- [Assignment]:
Print all of the data exactly, with no line missing.

(Beginning of Input data)

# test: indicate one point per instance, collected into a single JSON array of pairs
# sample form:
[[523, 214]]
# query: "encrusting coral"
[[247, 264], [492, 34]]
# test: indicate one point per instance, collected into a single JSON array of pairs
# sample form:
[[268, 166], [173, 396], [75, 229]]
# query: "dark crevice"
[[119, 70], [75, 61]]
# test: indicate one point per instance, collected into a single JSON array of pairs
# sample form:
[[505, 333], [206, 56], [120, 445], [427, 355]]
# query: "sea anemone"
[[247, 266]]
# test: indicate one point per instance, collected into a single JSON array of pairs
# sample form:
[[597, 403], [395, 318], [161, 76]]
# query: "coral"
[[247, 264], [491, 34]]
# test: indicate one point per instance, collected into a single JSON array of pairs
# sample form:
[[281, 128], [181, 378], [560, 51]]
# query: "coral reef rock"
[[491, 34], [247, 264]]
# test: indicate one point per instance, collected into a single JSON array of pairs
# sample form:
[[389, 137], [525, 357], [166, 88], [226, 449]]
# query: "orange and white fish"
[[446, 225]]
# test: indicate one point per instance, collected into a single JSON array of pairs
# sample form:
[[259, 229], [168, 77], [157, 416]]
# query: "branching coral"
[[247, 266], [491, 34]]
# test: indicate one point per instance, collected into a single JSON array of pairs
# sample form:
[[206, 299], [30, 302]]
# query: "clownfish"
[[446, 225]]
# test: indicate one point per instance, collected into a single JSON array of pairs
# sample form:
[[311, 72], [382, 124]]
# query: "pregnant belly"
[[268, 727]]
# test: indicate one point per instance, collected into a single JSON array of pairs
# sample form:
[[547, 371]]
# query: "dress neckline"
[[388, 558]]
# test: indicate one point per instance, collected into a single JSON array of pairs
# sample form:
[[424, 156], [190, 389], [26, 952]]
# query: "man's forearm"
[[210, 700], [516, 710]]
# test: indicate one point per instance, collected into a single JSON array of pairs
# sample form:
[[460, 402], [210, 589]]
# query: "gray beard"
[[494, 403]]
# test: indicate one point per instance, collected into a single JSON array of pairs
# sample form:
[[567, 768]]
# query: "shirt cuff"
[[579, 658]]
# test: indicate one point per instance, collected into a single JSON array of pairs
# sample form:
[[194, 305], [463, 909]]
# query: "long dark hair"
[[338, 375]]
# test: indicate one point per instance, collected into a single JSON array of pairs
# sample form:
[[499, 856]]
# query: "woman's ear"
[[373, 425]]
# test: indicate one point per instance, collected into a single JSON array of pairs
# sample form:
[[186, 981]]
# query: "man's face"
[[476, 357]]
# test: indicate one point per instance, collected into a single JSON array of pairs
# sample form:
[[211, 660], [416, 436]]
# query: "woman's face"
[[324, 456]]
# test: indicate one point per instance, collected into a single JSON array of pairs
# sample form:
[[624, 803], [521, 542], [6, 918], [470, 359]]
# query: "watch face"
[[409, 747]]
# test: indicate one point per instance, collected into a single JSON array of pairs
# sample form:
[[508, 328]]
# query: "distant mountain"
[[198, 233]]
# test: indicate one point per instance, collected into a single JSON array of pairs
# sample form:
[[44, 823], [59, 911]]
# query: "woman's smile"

(End of Input data)

- [Result of this exercise]:
# test: indicate one point per instance, collected into a single JSON array of pairs
# sample form:
[[523, 214]]
# query: "encrusting coral"
[[247, 264], [492, 34]]
# test: indicate one point per instance, collected into a single JSON array of pairs
# sample form:
[[268, 166], [173, 396], [75, 229]]
# query: "dark crevice"
[[119, 70], [75, 61]]
# test: indicate one point per instance, collected into a single JSON array of pairs
# sample form:
[[505, 333], [206, 56], [120, 445], [427, 355]]
# query: "sea anemone"
[[247, 266]]
# test: indicate one point per instance, collected into a single JSON array of pairs
# sample form:
[[597, 403], [395, 318], [161, 76]]
# query: "coral"
[[247, 264], [491, 34]]
# test: indicate one point per instance, collected into a single JSON array of pairs
# sample form:
[[281, 128], [181, 378], [560, 51]]
# query: "coral reef rock"
[[491, 34], [247, 264]]
# test: indicate one point per instance, collected into a single JSON array of pairs
# sample form:
[[389, 137], [525, 357], [166, 88], [226, 449]]
# query: "orange and white fish"
[[446, 225]]
# test: indicate one point per instance, collected into a single JSON array of pairs
# sample form:
[[259, 229], [168, 77], [157, 416]]
# query: "branching coral"
[[247, 266], [491, 34]]
# test: indicate one point per instance, collected into a single JSON array of pairs
# sample form:
[[206, 299], [30, 302]]
# query: "clownfish"
[[446, 225]]
# test: indicate one point per instance, collected into a single JSON array of pairs
# sample form:
[[311, 72], [382, 124]]
# query: "pregnant belly"
[[268, 727]]
# test: indicate one point per instance, collected into a single JSON array of pairs
# sample form:
[[547, 371]]
# query: "dress neckline"
[[388, 558]]
# test: indicate one point per instance, collected into a single JSON array of pairs
# sample form:
[[424, 156], [190, 389], [26, 952]]
# query: "man's forearm"
[[210, 700], [516, 710]]
# test: indicate one point per instance, collected into a single JSON array of pairs
# sample form:
[[460, 402], [210, 589]]
# query: "gray beard"
[[494, 403]]
# test: indicate one point per instance, collected into a single JSON array of pairs
# sample form:
[[567, 768]]
# query: "shirt cuff"
[[579, 658]]
# test: indicate one point per instance, collected into a single JSON array of pairs
# sample form:
[[194, 305], [463, 909]]
# query: "long dark hair"
[[338, 375]]
# test: indicate one point per instance, collected into a single JSON array of pairs
# sample form:
[[499, 856]]
# query: "woman's ear"
[[373, 425]]
# test: indicate one point per instance, collected into a single JSON array of pairs
# sample form:
[[186, 981]]
# query: "man's face"
[[476, 357]]
# test: indicate one point per instance, collected into a single JSON array of pairs
# sample form:
[[211, 660], [416, 436]]
# query: "woman's face"
[[324, 456]]
# test: indicate one point per instance, collected into a single JSON array of pairs
# sample form:
[[624, 803], [521, 542], [6, 918], [470, 359]]
# query: "watch face"
[[409, 747]]
# test: indicate one point per instance, collected into a single JSON array of pairs
# sample form:
[[508, 328]]
# query: "distant mountain"
[[198, 233]]
# test: indicate one point per instance, collected into a single JSON array of pairs
# sample form:
[[44, 823], [59, 911]]
# query: "woman's smile"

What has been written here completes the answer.